▸ **Set problem**
In the methods excerpt below, from what number and by what interval did participants count backwards during the TSST?

▸ **Quoted text**
Participants were pseudo-randomly assigned to complete a writing manipulation adapted from DiMenichi and Richmond (2015). In the “failure” condition, participants saw a prompt on a computer screen that asked them to spend the next 10 min writing about a difficult time in which they did not succeed. They typed their response on the computer. Participants pseudo-randomly assigned to the “control” condition were prompted to write about the plot of a movie they had recently viewed. In order to control for the effect of mood, a follow-up study verified that asking participants to write about a sad movie did not have an effect on attentional performance, suggesting that mood alone is not likely to be the mechanism by which failure writing improves performance on the SART (see Supplementary Material).
Since previous research has found that individual differences within each writing sample (e.g., emotional intensity) can lead to individual differences in outcomes (Harber et al., 1992), two research assistants blind to cortisol and behavioral results read each participant’s writing sample and coded the writing sample for the following five elements: valence (overall positive and negative tone of writing), emotional arousal (i.e., a rating pertaining to how emotional the sample was), compliance with the prompt, relation to oneself, and relation to persistence). Each category was rated with a single score from 1 to 5.
Trier Social Stress Test (TSST)
Immediately after completing the writing manipulation, participants assigned to the stress condition completed the TSST (Kirschbaum et al., 1993). The TSST proceeded as follows: the experimenter asked participants about their current career or major, and probed them about their “dream job.” Then, participants were told they would have 6 min to prepare a 5-min speech about why they possess the qualities for their “dream job.” They were also told that they would have to give their 5-min speech in a job-interview format to a “speech expert” while being videotaped and behaviorally analyzed (the “speech expert” was actually a research assistant from the lab). While the participant gave his or her speech, the confederate responded in a cold and unsympathetic manner. If participants did not take the entire 5 min to complete the speech, the speech expert alerted them of the time remaining, and asked them to continue. After 5 min, the speech expert asked the participant to count backwards from 2063 by 13. If the participant made a mistake, he or she was asked to start over from 2063. After 5 min, the speech expert asked the participant to stop.

▸ **Entries shown**
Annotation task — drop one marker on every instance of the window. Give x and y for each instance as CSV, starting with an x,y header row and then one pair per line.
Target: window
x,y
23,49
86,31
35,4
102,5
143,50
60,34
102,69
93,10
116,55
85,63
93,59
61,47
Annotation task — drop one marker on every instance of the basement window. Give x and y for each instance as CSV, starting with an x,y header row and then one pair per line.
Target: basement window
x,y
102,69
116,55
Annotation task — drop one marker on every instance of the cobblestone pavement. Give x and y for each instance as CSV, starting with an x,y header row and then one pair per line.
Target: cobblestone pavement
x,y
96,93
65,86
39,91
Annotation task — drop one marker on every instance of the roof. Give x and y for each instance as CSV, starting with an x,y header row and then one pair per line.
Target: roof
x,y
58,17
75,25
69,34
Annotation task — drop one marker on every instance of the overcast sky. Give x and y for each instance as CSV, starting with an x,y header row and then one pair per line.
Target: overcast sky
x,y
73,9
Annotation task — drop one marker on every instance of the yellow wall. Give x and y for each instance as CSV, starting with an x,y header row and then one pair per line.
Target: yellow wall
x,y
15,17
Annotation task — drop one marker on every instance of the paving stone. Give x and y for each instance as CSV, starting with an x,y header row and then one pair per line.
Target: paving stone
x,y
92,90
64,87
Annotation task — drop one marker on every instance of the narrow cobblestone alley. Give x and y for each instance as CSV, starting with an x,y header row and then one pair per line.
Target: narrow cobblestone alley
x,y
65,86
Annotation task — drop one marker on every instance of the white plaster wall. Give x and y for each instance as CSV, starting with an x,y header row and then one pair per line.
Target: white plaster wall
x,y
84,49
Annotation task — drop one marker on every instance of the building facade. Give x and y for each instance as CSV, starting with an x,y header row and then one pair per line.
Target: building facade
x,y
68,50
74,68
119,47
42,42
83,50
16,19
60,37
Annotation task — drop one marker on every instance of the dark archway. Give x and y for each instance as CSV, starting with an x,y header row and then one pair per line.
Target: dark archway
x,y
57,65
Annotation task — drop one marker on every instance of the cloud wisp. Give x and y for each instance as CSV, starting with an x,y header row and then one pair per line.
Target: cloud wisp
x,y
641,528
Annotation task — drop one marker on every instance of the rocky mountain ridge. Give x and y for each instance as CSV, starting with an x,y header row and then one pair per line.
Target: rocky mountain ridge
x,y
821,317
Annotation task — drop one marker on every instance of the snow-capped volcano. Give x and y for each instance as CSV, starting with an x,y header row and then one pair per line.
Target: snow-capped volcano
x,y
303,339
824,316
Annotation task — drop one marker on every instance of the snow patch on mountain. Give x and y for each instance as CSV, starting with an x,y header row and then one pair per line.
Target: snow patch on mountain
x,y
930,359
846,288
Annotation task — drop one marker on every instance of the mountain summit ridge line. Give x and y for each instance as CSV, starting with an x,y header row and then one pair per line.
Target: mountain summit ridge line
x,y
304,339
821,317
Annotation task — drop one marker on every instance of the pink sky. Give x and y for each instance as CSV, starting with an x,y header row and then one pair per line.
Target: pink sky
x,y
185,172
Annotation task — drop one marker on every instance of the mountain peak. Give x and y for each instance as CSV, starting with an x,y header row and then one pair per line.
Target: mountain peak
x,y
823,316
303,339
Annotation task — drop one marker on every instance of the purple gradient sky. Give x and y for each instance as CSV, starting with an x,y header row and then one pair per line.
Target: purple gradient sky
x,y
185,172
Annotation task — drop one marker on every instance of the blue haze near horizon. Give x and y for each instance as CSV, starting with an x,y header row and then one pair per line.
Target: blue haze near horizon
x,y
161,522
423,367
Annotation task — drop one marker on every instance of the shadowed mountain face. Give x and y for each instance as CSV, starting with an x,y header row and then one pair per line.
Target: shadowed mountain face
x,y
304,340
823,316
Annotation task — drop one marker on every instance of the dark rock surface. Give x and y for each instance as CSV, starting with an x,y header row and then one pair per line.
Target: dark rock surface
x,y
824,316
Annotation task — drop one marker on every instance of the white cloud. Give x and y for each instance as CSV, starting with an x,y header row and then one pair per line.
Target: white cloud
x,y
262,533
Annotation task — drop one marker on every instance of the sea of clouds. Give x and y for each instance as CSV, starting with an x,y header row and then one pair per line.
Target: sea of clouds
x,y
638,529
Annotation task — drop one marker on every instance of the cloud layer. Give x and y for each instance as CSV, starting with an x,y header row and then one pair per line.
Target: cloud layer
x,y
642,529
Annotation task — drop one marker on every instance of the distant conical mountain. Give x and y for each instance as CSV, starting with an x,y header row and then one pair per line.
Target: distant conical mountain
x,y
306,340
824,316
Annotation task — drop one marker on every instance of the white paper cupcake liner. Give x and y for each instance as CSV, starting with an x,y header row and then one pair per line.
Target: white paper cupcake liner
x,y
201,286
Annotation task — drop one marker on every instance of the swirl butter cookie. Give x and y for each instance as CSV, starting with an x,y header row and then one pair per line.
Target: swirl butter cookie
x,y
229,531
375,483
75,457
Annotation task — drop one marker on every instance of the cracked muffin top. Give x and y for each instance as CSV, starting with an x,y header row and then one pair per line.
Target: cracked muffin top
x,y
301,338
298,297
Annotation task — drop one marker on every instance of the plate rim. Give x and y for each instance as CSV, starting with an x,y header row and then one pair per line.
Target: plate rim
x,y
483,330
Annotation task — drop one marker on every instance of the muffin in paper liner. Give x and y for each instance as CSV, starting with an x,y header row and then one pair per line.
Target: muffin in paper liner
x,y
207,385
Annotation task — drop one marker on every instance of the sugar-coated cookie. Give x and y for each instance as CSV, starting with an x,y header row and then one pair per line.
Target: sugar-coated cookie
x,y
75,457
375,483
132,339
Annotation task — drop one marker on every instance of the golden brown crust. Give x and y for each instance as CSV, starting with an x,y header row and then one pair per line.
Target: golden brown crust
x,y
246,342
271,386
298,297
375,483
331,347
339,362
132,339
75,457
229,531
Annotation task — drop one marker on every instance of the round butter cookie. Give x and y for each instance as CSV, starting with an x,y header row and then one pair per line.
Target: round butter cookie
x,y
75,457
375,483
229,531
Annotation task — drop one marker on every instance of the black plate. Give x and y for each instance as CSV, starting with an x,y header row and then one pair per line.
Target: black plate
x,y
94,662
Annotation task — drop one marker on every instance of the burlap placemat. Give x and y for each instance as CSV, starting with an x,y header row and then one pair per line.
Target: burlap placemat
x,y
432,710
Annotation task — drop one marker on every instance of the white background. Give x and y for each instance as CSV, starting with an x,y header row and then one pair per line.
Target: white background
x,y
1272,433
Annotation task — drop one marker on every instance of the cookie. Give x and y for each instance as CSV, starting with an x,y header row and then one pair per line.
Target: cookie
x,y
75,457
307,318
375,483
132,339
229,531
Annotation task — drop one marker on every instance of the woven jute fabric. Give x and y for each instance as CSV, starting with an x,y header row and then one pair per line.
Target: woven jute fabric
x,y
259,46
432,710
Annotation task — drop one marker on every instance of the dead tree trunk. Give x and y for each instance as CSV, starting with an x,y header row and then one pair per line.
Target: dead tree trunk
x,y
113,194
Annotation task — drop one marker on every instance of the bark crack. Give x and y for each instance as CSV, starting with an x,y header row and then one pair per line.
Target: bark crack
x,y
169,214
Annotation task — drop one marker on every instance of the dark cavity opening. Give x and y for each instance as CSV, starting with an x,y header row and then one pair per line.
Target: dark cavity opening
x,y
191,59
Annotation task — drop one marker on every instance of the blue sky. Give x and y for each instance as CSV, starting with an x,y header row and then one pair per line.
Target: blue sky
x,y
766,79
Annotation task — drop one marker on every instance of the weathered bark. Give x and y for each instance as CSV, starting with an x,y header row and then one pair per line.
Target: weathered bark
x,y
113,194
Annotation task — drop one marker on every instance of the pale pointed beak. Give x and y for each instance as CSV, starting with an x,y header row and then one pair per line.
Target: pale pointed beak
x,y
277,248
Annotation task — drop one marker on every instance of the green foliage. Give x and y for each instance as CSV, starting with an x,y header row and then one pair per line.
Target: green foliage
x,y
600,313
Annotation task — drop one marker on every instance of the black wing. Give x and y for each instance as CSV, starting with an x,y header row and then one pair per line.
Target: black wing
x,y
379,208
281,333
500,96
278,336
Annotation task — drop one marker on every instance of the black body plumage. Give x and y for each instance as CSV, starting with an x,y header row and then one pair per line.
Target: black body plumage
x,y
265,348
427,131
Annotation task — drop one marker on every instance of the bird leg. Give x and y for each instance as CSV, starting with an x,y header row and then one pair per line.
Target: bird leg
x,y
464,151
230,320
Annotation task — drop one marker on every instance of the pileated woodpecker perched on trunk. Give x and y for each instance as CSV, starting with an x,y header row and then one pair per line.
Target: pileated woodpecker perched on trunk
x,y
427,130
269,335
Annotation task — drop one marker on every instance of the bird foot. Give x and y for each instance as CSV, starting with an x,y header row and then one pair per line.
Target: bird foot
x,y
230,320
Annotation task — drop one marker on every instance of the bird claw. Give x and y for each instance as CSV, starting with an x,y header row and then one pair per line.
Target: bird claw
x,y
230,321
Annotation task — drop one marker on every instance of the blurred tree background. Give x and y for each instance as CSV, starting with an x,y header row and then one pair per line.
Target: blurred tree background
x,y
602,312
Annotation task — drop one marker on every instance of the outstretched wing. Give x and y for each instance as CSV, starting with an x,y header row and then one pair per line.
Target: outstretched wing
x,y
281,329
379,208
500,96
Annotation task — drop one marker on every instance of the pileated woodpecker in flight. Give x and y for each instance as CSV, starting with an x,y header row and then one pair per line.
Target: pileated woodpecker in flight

▸ **Written response**
From 2063, by 13.